A polluter-pays policy will not help keep the air clean in the long run
In view of the fact that we have lost the air quality gains accrued through the conversion of vehicles from diesel to CNG, a Supreme Court-appointed panel is right in asking the Delhi government to put a
cap on the number of diesel vehicles in the city (Limit registration of diesel vehicles in Delhi: SC panel, November 29). Besides keeping the number of unregulated diesel-guzzling passenger cars and trucks in check, we need better and stricter implementation of emission norms. Also, we need to realise that a polluter-pays policy may work in the short run but for long-term results we need a holistic approach to improve the quality of air.
Gautam Chandra, via email
He should mind his language
This refers to Khushwant Singh's article Diwali, the past and present (With Malice Towards One and All, November 26). In a country where a large ageing population does not have the financial resources to get medical treatment, it is sad that Singh is using his column to vent his spleen about how depressed he feels. Singh has had disdain for restraint in speech and thought all his life. His columns contain words that would be embarrassing to utter in decent company. But without the shock value of such language, Singh would be just another writer.
Ashish Rai, via email
Politics with a difference
This refers to the editorial Now, talk the talk (November 29). There's no doubt that Arvind Kejriwal's campaign has given some direction to middle-class anger. But it is time he set an agenda for his Aam Aadmi Party and reflected on its political ideology. If he does this, then Kejriwal has the potential to become a harbinger of a new class of politics that believes in development and not mudslinging.
━━━━━━━━
» Required action 1:
List the headlines that appear on the letters page.
» Required action 2:
On the letters page, rewrite the paragraph beginning "This refers to the editorial Now, talk the talk" as a short bulleted list that keeps its main points.

Stored data entries
━━━━━━━━
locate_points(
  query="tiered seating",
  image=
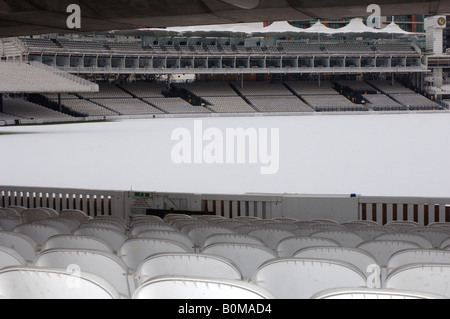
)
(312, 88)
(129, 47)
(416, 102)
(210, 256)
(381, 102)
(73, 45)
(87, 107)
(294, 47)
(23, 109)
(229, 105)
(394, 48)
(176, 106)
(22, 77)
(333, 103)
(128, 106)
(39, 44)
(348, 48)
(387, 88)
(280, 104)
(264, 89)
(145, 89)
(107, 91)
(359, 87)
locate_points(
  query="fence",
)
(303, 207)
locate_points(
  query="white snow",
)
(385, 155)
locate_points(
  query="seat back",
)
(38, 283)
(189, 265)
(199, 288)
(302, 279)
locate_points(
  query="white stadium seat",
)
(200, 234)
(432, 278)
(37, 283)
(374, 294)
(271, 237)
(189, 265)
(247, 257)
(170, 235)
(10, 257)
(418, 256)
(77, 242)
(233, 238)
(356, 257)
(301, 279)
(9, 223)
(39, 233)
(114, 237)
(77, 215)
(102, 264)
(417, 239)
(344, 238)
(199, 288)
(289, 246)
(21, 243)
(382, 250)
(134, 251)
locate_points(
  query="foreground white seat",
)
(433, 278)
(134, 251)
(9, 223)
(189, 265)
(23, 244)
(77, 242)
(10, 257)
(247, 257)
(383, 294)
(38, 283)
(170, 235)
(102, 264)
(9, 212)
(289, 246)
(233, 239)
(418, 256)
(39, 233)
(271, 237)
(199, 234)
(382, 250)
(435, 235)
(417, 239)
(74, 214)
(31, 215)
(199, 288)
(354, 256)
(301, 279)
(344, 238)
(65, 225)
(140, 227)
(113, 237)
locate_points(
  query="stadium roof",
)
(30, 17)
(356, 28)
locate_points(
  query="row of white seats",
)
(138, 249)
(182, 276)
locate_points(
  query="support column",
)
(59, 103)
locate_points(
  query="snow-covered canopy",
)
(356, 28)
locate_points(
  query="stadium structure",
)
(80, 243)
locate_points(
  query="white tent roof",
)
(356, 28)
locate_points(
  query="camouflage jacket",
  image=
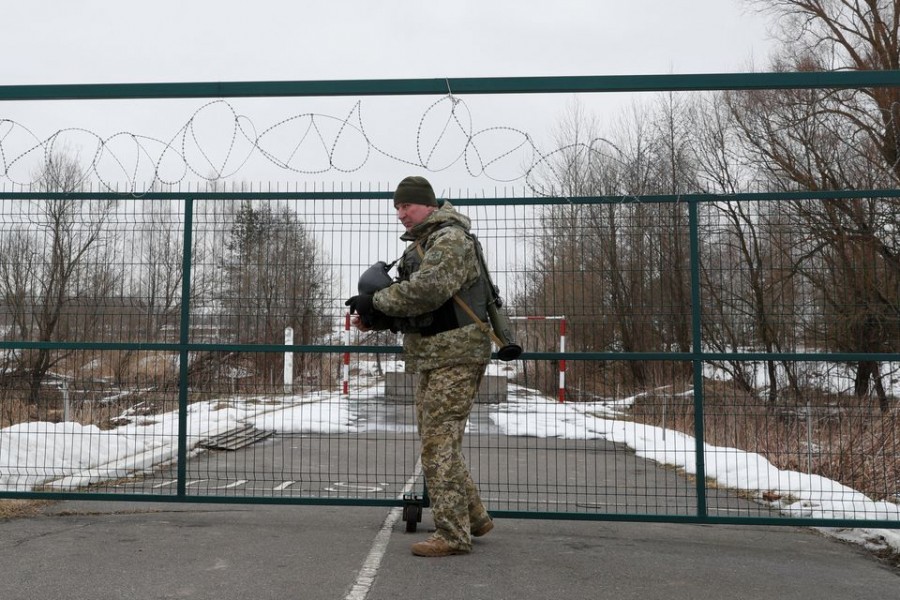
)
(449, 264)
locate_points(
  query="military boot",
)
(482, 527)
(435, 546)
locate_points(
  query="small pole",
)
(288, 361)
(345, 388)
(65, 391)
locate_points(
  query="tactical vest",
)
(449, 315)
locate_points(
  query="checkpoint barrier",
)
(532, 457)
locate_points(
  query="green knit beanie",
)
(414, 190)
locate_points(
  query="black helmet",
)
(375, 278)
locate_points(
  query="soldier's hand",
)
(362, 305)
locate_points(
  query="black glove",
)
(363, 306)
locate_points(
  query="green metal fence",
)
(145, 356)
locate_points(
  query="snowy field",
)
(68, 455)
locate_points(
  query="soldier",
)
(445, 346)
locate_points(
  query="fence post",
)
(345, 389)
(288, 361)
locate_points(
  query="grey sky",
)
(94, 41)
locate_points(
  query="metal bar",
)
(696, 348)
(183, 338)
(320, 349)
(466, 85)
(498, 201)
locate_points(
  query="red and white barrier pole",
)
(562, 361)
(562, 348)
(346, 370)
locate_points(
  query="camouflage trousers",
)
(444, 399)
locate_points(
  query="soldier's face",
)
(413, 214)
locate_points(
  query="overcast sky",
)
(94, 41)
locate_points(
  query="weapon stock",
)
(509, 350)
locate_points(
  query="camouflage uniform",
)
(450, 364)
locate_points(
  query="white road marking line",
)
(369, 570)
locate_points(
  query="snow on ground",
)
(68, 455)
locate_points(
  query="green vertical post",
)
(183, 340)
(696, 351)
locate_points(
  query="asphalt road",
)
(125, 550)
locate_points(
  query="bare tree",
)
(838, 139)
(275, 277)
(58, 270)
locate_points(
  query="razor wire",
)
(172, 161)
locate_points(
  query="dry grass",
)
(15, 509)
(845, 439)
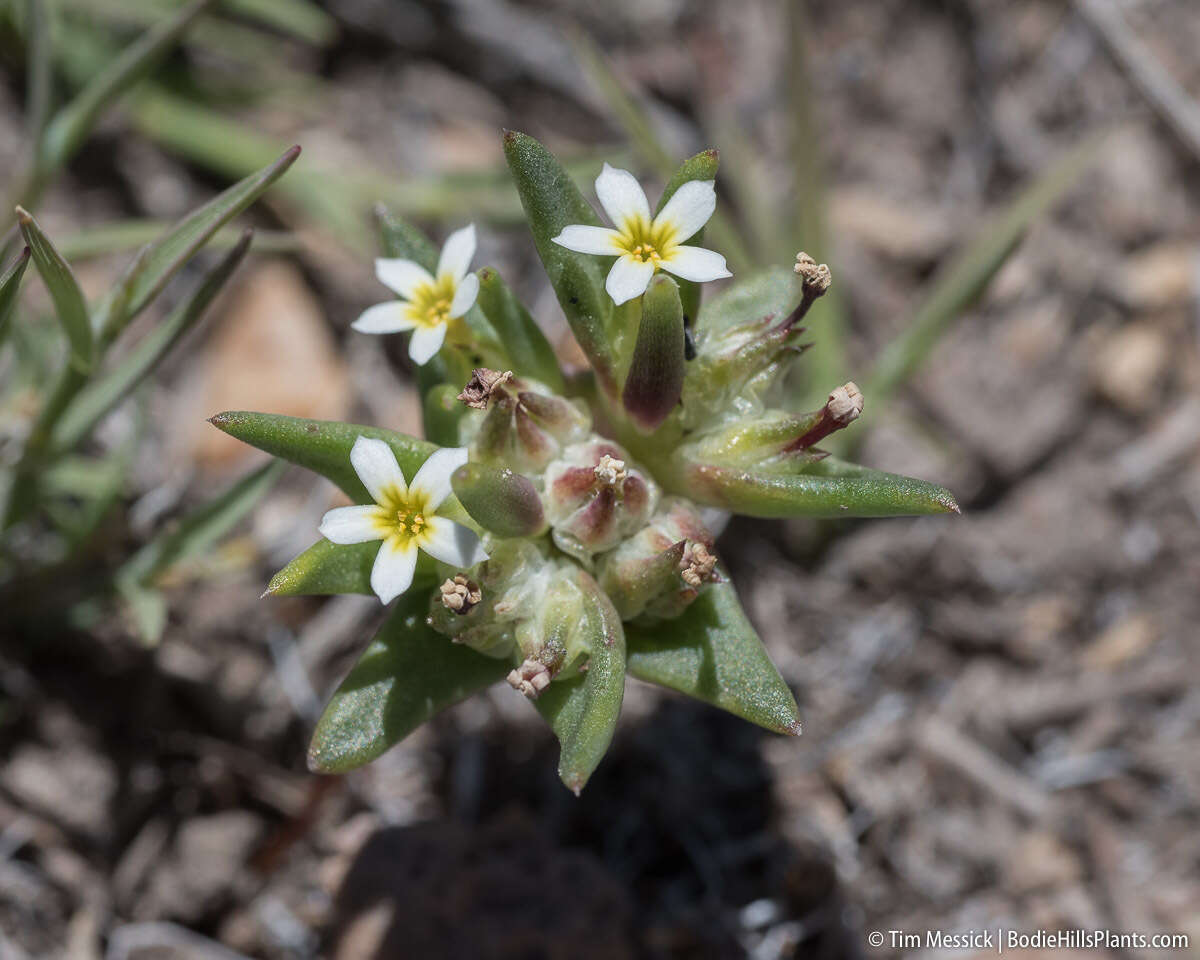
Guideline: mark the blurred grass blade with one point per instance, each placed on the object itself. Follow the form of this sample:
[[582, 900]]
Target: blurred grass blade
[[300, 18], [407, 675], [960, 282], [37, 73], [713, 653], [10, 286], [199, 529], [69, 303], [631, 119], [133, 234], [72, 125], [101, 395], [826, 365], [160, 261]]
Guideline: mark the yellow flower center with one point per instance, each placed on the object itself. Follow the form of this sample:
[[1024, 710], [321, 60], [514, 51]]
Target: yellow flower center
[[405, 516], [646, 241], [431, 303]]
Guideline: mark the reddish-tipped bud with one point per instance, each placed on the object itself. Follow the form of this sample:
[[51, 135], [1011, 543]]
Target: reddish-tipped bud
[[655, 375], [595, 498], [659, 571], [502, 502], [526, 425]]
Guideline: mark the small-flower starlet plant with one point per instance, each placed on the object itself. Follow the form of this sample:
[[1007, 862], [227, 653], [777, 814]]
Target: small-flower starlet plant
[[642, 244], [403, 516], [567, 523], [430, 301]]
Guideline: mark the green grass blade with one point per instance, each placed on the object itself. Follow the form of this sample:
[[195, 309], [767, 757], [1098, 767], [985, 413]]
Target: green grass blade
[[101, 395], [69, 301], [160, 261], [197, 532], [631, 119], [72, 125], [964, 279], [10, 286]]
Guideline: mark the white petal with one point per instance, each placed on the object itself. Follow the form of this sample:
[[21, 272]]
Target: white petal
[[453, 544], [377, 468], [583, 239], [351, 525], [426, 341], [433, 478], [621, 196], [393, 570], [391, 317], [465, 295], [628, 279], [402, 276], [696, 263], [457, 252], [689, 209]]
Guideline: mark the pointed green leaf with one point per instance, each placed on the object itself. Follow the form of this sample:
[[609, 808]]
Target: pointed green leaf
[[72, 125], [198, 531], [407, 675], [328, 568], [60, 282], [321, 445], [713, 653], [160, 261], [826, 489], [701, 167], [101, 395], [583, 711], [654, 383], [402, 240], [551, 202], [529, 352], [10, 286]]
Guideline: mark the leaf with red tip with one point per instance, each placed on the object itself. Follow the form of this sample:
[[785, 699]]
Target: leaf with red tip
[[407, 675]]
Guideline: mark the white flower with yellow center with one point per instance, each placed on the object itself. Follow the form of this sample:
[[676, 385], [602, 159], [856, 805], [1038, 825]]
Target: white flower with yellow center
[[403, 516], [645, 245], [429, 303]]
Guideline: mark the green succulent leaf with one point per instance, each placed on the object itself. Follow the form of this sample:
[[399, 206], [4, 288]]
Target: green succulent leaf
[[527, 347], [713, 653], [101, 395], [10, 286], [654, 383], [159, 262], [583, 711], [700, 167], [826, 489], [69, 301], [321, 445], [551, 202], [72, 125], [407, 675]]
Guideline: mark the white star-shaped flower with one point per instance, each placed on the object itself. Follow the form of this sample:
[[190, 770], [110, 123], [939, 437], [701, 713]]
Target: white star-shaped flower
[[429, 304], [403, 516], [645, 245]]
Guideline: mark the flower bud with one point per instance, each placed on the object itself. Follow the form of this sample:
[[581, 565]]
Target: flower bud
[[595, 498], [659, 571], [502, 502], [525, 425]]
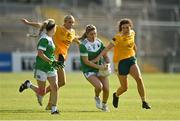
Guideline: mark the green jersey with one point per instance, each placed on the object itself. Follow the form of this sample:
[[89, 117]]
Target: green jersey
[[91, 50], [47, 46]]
━━━━━━━━
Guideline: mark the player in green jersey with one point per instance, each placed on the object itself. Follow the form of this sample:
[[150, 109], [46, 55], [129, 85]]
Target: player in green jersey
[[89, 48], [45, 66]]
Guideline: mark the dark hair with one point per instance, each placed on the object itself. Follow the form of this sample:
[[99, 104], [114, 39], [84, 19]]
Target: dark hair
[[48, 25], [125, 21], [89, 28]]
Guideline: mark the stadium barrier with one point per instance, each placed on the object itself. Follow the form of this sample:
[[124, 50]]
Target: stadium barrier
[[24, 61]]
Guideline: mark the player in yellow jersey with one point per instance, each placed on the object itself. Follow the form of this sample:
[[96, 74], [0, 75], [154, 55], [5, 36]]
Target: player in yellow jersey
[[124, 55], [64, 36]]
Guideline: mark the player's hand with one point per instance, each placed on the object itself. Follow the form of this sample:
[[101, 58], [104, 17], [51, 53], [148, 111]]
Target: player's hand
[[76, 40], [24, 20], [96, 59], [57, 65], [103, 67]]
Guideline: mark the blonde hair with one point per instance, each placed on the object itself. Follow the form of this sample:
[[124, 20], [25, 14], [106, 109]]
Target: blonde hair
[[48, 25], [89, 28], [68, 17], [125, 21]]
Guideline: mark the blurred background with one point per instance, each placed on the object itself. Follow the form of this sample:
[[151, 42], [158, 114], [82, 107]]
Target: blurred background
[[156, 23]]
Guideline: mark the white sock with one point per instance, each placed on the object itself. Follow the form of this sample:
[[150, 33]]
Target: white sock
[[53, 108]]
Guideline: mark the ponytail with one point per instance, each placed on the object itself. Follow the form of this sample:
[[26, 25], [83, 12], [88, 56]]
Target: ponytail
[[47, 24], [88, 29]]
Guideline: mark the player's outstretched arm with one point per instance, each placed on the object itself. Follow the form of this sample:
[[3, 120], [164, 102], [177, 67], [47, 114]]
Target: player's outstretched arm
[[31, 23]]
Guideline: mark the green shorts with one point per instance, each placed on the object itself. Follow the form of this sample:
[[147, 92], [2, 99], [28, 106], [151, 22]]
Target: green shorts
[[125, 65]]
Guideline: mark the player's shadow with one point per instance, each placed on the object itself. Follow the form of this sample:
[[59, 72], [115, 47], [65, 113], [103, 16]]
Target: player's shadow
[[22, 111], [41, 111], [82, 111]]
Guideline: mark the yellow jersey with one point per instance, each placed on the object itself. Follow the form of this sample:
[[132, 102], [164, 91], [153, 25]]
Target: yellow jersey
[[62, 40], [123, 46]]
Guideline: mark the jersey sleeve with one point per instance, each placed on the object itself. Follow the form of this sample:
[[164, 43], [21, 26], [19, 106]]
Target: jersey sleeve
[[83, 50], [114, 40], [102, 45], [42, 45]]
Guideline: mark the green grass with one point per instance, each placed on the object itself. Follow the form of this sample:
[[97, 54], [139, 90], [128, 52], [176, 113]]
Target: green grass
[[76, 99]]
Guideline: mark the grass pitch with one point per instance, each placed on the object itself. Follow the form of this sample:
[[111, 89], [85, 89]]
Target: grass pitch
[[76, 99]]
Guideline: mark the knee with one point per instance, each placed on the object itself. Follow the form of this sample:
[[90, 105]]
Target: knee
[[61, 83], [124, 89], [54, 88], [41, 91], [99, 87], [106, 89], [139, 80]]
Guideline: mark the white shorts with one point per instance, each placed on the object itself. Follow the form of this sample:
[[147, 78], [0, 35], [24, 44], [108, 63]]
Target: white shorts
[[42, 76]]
━━━━━━━━
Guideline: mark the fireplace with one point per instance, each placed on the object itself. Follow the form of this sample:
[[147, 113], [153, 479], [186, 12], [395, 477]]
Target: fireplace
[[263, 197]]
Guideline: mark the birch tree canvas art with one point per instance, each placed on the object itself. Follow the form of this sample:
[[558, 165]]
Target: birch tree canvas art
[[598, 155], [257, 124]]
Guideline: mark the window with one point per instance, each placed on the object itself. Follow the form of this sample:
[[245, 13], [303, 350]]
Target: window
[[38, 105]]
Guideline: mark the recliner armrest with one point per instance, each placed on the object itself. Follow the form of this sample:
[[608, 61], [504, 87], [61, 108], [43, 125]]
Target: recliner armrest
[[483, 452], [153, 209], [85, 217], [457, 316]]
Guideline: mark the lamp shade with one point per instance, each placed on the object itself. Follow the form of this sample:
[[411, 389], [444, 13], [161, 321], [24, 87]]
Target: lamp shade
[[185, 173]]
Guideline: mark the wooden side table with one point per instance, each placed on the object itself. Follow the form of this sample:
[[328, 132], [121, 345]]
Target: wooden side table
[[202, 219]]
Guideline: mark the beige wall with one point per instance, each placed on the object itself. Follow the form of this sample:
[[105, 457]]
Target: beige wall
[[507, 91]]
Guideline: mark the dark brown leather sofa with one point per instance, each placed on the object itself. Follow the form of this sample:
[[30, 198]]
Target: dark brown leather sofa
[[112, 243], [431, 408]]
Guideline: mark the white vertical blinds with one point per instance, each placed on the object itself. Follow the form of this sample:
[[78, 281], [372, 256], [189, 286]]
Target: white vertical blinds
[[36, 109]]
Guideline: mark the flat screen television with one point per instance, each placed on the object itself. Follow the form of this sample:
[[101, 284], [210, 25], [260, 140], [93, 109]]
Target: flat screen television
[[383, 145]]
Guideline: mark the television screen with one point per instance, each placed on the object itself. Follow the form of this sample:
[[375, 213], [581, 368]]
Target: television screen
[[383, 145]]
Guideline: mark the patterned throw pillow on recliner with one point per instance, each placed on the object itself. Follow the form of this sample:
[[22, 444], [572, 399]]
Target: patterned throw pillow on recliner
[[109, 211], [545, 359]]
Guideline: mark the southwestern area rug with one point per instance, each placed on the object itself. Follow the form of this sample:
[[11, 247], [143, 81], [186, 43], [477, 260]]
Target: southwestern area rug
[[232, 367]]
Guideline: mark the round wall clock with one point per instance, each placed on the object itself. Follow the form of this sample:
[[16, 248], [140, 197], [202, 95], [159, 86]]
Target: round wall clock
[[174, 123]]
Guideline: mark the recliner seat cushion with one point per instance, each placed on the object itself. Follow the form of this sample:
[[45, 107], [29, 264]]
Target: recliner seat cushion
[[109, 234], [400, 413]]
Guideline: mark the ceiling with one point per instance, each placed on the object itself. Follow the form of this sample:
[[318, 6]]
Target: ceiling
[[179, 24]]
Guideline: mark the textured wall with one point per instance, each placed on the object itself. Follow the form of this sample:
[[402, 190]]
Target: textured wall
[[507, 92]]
━━━━━━━━
» Written reply 1:
A polluter-pays policy will not help keep the air clean in the long run
He should mind his language
Politics with a difference

» Written reply 2:
- The letter responds to the editorial Now, talk the talk (November 29).
- Arvind Kejriwal's campaign has given some direction to middle-class anger.
- He should now set an agenda for his Aam Aadmi Party and reflect on its political ideology.
- If he does, he could usher in a new class of politics that believes in development rather than mudslinging.